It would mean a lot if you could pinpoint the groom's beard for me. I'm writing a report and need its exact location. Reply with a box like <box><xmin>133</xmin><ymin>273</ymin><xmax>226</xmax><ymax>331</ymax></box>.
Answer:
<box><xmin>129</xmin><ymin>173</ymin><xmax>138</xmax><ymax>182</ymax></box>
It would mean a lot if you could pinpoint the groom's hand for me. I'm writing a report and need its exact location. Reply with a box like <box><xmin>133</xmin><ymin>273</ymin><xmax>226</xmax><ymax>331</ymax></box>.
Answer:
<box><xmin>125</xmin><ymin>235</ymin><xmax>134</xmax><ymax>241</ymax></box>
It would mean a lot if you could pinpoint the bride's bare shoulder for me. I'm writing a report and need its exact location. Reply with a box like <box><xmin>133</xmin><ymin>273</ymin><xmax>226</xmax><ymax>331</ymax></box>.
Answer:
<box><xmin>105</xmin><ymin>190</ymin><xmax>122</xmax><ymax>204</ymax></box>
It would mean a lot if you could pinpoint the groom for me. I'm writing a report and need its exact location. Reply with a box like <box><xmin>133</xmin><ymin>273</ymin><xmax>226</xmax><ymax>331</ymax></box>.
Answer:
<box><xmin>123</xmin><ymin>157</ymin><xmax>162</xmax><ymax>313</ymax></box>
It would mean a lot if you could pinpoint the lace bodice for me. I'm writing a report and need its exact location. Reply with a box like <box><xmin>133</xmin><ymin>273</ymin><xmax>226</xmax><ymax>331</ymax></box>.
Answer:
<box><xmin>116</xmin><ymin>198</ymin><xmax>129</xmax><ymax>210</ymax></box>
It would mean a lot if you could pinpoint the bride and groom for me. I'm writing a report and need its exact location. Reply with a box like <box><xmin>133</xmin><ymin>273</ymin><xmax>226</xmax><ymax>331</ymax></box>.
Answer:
════════
▶ [Work to be completed]:
Turn every line of the data above into a numbered list, skipping any blank lines.

▶ [Answer for this exercise]:
1. It would mean a lot if you could pinpoint the groom's beard for me. I'm writing a report and need its exact location. Reply with a box like <box><xmin>133</xmin><ymin>273</ymin><xmax>226</xmax><ymax>331</ymax></box>.
2. Answer:
3. <box><xmin>129</xmin><ymin>173</ymin><xmax>138</xmax><ymax>182</ymax></box>
4. It would mean a lot if you could pinpoint the groom's hand for me. I'm writing a report and need its exact location. Reply with a box like <box><xmin>133</xmin><ymin>273</ymin><xmax>226</xmax><ymax>331</ymax></box>.
5. Answer:
6. <box><xmin>125</xmin><ymin>235</ymin><xmax>134</xmax><ymax>241</ymax></box>
7. It would mean a lot if you could pinpoint the bride's bare shoulder for me. I'm writing a report and need its exact location. Reply with a box like <box><xmin>133</xmin><ymin>273</ymin><xmax>226</xmax><ymax>331</ymax></box>.
8. Answer:
9. <box><xmin>105</xmin><ymin>190</ymin><xmax>122</xmax><ymax>204</ymax></box>
10. It would mean a lot if you could pinpoint the groom for me. I'm writing a report and need its exact location. Reply with a box like <box><xmin>133</xmin><ymin>273</ymin><xmax>226</xmax><ymax>331</ymax></box>.
11. Answer:
12. <box><xmin>123</xmin><ymin>157</ymin><xmax>162</xmax><ymax>313</ymax></box>
13. It would mean a lot if you could pinpoint the lace bodice for me. I'm writing a report and need its exact location. Reply with a box like <box><xmin>133</xmin><ymin>273</ymin><xmax>226</xmax><ymax>331</ymax></box>.
14. Answer:
15. <box><xmin>116</xmin><ymin>198</ymin><xmax>129</xmax><ymax>210</ymax></box>
16. It would mean a lot if you could pinpoint the bride and groom for me. I'm writing a report and need its exact location. Reply with a box like <box><xmin>133</xmin><ymin>273</ymin><xmax>226</xmax><ymax>331</ymax></box>.
17. Answer:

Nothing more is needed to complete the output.